[Referring expression data]
------------------------------------------------------------

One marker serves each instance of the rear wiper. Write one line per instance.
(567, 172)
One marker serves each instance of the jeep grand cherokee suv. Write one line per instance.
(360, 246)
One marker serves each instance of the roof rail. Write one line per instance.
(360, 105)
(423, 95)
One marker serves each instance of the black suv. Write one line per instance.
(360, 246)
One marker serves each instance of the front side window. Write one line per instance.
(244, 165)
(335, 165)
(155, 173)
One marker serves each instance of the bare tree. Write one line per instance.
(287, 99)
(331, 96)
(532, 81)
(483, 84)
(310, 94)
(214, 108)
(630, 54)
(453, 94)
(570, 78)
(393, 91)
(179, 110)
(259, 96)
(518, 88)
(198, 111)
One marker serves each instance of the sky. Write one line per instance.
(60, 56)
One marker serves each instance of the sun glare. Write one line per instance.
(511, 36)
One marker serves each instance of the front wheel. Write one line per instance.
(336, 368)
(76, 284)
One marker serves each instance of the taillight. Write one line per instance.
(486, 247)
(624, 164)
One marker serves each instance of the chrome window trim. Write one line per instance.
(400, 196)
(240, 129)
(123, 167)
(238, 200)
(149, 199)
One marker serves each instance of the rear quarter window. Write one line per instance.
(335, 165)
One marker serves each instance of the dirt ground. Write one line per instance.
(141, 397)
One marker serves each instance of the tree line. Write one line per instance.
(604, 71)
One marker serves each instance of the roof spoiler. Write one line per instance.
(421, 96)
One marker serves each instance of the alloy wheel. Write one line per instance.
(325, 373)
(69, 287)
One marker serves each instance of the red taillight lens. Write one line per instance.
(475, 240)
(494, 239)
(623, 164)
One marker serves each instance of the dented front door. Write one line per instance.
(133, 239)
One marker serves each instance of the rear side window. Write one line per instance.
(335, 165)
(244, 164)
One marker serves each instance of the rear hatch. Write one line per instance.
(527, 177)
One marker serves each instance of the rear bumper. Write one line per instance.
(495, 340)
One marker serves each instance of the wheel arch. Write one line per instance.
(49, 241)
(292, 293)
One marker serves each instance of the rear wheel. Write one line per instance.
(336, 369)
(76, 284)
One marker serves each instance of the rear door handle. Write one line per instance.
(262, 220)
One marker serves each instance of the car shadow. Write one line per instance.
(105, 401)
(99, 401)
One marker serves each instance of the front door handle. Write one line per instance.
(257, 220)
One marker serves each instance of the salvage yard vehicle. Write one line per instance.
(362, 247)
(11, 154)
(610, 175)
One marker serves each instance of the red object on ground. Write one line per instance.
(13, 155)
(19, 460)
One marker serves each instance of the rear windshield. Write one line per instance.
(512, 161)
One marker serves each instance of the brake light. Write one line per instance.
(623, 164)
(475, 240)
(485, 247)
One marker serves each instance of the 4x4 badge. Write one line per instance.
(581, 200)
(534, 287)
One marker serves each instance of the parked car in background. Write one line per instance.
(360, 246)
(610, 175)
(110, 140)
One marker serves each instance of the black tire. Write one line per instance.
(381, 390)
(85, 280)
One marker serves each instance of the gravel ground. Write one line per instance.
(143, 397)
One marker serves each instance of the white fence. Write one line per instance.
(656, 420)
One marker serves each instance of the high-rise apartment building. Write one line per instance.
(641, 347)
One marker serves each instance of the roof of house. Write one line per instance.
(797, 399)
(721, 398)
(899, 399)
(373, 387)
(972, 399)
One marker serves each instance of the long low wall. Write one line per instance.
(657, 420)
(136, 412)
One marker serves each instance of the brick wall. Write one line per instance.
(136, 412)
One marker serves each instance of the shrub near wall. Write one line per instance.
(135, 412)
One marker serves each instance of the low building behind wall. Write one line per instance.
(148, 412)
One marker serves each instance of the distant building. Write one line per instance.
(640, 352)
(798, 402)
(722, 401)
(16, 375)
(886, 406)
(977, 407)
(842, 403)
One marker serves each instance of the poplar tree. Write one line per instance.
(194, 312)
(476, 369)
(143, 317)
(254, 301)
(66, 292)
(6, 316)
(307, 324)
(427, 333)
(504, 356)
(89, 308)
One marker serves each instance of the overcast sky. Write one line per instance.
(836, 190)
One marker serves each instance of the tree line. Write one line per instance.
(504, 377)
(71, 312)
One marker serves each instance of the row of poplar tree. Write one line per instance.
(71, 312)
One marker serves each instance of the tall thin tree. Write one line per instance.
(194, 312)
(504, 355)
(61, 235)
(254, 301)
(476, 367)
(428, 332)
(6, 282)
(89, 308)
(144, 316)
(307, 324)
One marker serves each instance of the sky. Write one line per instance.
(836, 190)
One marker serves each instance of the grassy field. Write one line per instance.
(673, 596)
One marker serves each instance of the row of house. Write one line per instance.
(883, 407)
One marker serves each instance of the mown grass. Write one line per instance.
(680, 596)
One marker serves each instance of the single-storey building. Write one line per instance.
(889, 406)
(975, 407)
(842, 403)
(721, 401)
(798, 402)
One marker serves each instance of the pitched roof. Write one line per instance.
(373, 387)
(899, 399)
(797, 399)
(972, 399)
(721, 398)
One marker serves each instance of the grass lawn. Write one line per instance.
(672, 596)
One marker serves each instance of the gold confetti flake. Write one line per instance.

------------------------------------------------------------

▸ **DIRECTIONS FOR THIS TASK**: Write down every line of the data exactly as it appears above.

▸ **TASK ANSWER**:
One marker serves each instance of the rear wiper. Write one line per instance.
(567, 172)
One marker serves each instance of the jeep grand cherokee suv. Write one line per instance.
(360, 246)
One marker serves each instance of the roof rail. Write one line per instance.
(360, 105)
(423, 95)
One marker serves each instance of the black suv. Write one line per instance.
(360, 246)
One marker serves each instance of the front side window. Write one line per instance.
(244, 165)
(335, 165)
(155, 173)
One marker serves each instance of the bare tree. Write one line per instance.
(287, 99)
(331, 96)
(532, 81)
(483, 84)
(310, 94)
(214, 108)
(630, 54)
(453, 94)
(570, 78)
(393, 91)
(179, 110)
(259, 96)
(518, 88)
(198, 111)
One marker serves each instance of the sky. Write one line per instance.
(60, 56)
One marker serves each instance of the sun glare. Write one line per instance.
(511, 36)
One marker serves each instance of the front wheel. Write one line per instance.
(336, 368)
(76, 284)
One marker serves each instance of the taillight. Write one line per instance.
(486, 247)
(624, 164)
One marker serves each instance of the chrome window trim. Write one line per instance.
(400, 196)
(240, 129)
(123, 167)
(238, 200)
(149, 199)
One marker serves each instance of the rear quarter window. Write one line per instance.
(335, 165)
One marker serves each instance of the dirt ground. Write one line per instance.
(141, 397)
One marker serves each instance of the tree line. Write one line per instance.
(604, 71)
One marker serves each instance of the roof spoiler. Write one line per instance.
(421, 96)
One marker serves each instance of the alloy wheel. Write one line per instance.
(325, 373)
(69, 287)
One marker serves each instance of the red taillight lens. Write one line per instance.
(475, 240)
(494, 239)
(623, 164)
One marker serves each instance of the dented front door. Write one line per instance.
(133, 239)
One marker serves each instance of the rear side window. Write one line per instance.
(335, 165)
(244, 164)
One marker serves each instance of the rear hatch. Write one line per instance.
(527, 177)
One marker serves each instance of the rear bumper. Write one line per instance.
(495, 340)
One marker serves each instance of the wheel arch. Write one line per instance.
(49, 241)
(292, 293)
One marker serves each instance of the rear wheel. Write one line per instance.
(336, 369)
(76, 284)
One marker serves each instance of the rear door handle. Write one line per instance.
(262, 220)
One marker serves each instance of the car shadow. Write one line per instance.
(105, 401)
(99, 401)
One marker serves each instance of the front door handle. Write one line per instance.
(257, 220)
One marker serves each instance of the salvage yard vehicle. Write one line per instance.
(362, 247)
(11, 154)
(610, 175)
One marker serves each instance of the red object on ground. Write one line per instance.
(13, 155)
(19, 460)
One marker serves each instance of the rear windshield. Write one line per instance.
(512, 161)
One marker serves each instance of the brake light. Write one line per instance.
(623, 164)
(475, 240)
(485, 247)
One marker serves each instance of the 4x4 badge. Write one line per instance.
(581, 200)
(534, 287)
One marker serves each instance of the parked car in background. Write one line per instance.
(360, 246)
(610, 175)
(110, 140)
One marker serves each instance of the black tire. Write one line per instance.
(381, 390)
(85, 280)
One marker serves each instance of the gravel ground. Write one line per instance.
(143, 397)
One marker serves each instance of the white fence. Write one line per instance.
(656, 420)
One marker serves each instance of the high-rise apartment building. Write one line per instance.
(641, 347)
One marker serves each instance of the roof of house. Write one line per instance.
(797, 399)
(721, 398)
(899, 399)
(373, 387)
(972, 399)
One marker serves each instance of the long low wall. Write one line per instance.
(657, 420)
(136, 412)
One marker serves each instance of the brick wall. Write one line per instance.
(136, 412)
One marker serves each instance of the shrub near wall. Write one line per instance.
(135, 412)
One marker serves each instance of the low building behind wall. Write one line per instance.
(148, 412)
One marker serves each instance of the distant building. Write one line per instance.
(640, 352)
(798, 402)
(722, 401)
(16, 375)
(886, 406)
(977, 407)
(842, 403)
One marker serves each instance of the poplar tree. Write one line per instance.
(194, 312)
(476, 369)
(143, 317)
(254, 301)
(66, 292)
(6, 316)
(307, 324)
(427, 333)
(504, 356)
(89, 308)
One marker serves each instance of the overcast sky. Write one line per instance.
(836, 190)
One marker serves each instance of the tree line. Write one line per instance.
(504, 377)
(71, 312)
One marker serves each instance of the row of poplar tree. Write one line per instance.
(71, 312)
One marker serves each instance of the tall thin tree. Write one line per instance.
(194, 312)
(504, 355)
(61, 235)
(254, 301)
(476, 367)
(428, 332)
(6, 282)
(89, 308)
(144, 316)
(307, 324)
One marker serves each instance of the sky. Write one line per instance.
(836, 190)
One marker serves each instance of the grassy field. Write one line per instance.
(673, 596)
One marker serves each instance of the row of house. Write one line per instance.
(883, 407)
One marker serves each instance of the mown grass. Write one line per instance.
(680, 596)
One marker serves each instance of the single-storey building. Write one line per instance.
(889, 406)
(975, 407)
(842, 403)
(721, 401)
(798, 402)
One marker serves each instance of the pitched roof. Write one line per instance.
(373, 387)
(899, 399)
(797, 399)
(972, 399)
(721, 398)
One marker serves each instance of the grass lawn. Write one line per instance.
(672, 596)
One marker serves each instance of the gold confetti flake. Write one line per instance.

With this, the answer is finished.